_Saved entries_
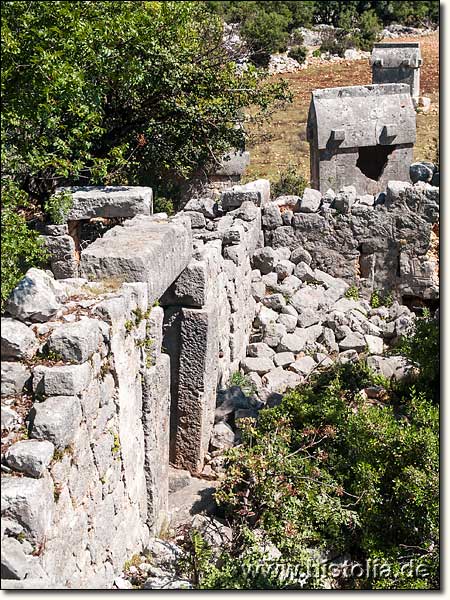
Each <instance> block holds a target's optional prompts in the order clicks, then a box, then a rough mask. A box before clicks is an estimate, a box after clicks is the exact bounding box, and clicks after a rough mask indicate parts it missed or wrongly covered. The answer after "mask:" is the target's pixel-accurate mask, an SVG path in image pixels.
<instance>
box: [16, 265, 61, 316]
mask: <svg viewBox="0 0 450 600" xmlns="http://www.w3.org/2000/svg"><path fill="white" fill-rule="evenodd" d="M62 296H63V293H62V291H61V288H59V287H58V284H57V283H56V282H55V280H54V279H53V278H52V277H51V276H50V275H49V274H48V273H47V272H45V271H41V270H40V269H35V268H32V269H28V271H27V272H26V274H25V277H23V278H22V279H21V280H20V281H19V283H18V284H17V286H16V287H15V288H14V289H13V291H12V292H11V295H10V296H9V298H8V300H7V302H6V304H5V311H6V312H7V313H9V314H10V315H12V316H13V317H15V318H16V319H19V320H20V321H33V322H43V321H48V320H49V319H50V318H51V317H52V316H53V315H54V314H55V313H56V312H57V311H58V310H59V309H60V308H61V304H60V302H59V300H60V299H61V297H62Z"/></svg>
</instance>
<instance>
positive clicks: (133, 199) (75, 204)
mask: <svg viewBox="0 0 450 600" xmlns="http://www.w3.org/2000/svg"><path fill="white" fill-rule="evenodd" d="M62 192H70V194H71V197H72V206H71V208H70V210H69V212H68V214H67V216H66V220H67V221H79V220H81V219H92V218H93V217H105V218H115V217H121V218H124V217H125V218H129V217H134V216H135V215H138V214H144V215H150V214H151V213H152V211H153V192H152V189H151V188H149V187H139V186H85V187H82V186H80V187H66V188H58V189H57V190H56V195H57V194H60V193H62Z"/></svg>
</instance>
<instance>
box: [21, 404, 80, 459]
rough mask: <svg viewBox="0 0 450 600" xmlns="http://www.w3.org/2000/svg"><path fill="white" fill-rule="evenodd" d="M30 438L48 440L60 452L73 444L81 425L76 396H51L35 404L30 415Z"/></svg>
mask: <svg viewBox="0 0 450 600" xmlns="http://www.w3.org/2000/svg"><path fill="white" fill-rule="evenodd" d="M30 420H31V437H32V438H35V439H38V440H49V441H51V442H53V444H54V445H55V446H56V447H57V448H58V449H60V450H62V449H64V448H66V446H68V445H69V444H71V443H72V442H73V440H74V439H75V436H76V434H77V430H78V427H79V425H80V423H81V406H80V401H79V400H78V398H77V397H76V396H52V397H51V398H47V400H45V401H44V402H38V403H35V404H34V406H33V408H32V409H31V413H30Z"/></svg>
---
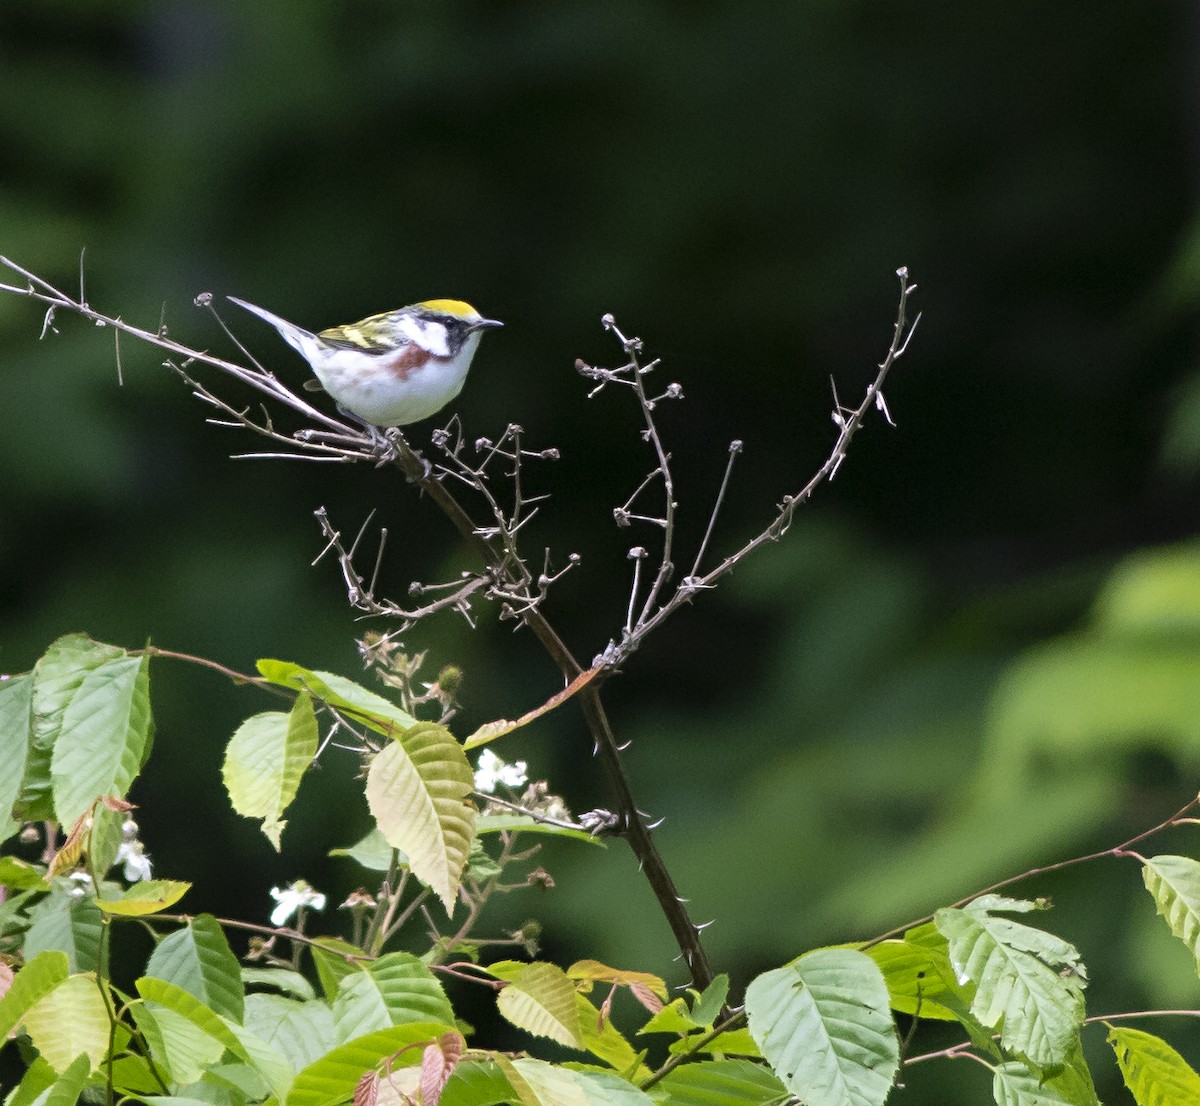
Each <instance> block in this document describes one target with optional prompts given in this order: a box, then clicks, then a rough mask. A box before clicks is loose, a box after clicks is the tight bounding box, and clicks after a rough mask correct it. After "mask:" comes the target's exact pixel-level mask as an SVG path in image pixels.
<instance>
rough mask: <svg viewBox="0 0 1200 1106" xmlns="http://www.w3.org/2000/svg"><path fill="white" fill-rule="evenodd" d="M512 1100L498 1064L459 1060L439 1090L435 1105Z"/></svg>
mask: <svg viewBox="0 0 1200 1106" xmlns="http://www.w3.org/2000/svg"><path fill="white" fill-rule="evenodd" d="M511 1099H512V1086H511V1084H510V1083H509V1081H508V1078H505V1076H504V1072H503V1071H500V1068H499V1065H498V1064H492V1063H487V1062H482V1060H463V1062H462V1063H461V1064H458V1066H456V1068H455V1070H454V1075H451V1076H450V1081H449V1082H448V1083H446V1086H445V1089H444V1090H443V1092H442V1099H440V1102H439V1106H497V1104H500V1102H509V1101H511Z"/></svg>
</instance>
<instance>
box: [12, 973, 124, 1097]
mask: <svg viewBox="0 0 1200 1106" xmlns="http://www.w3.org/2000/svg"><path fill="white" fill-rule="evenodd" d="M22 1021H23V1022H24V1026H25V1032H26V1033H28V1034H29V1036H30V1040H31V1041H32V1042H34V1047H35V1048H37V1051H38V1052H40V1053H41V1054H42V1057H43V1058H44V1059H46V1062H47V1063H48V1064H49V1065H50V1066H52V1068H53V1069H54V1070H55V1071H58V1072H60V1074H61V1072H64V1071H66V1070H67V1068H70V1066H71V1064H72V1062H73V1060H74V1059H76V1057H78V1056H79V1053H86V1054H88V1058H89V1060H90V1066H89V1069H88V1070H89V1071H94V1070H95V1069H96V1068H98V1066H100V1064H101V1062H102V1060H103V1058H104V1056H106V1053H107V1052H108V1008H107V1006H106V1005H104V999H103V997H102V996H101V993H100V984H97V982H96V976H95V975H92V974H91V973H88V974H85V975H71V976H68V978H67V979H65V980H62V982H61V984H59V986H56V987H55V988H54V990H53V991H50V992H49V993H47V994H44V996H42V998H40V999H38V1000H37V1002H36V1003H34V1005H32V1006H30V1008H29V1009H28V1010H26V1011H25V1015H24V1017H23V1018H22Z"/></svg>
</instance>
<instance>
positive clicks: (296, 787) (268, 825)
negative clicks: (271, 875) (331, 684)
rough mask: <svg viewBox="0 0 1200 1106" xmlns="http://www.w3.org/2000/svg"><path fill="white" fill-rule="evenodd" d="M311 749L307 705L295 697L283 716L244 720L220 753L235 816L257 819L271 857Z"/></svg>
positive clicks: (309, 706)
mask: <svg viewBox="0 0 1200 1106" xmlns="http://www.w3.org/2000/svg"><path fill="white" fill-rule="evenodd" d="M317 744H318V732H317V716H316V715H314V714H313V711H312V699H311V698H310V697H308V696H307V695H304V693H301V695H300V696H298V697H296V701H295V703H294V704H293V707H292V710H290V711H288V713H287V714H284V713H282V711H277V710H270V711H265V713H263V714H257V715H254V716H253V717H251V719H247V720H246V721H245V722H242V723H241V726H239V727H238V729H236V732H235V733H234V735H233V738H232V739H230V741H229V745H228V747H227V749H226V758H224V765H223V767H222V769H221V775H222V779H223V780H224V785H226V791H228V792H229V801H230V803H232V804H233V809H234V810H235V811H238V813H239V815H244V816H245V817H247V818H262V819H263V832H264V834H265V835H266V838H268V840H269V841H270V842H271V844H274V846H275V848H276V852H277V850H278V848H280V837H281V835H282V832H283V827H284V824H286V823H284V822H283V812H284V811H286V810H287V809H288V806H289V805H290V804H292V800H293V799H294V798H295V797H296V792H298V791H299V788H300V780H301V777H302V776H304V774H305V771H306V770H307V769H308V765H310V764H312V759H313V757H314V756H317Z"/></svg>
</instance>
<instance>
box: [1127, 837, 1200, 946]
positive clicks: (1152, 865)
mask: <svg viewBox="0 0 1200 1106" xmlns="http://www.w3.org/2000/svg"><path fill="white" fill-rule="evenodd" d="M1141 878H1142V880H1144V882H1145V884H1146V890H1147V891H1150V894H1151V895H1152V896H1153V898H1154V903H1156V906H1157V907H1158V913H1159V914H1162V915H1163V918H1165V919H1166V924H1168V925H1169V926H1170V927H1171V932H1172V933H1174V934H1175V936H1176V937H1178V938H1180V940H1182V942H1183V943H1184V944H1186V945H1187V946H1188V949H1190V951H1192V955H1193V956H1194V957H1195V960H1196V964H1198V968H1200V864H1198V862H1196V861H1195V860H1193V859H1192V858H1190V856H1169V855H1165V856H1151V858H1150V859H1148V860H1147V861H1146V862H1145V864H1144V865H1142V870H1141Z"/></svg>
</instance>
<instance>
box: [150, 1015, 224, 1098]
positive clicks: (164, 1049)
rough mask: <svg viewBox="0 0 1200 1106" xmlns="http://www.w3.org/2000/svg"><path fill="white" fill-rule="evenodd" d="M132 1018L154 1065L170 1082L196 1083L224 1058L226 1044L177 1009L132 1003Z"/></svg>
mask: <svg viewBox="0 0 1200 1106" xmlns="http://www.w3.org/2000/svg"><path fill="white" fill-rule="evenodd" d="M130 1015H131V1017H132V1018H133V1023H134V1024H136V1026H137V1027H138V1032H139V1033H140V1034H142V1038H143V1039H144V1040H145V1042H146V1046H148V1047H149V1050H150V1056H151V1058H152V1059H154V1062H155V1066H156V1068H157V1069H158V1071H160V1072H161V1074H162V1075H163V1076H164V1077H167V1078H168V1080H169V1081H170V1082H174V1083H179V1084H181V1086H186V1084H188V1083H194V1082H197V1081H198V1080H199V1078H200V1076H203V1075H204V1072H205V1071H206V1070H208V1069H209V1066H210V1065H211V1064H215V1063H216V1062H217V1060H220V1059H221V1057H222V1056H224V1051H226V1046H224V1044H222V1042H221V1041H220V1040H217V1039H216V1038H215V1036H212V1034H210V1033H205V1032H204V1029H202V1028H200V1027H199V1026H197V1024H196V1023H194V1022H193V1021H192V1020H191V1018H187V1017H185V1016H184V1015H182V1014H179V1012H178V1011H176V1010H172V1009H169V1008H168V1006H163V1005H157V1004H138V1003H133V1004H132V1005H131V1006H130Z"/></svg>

_What to do_
For the string "pixels", work out how many lines of the data contain it; answer with the number alone.

_Exercise answer_
2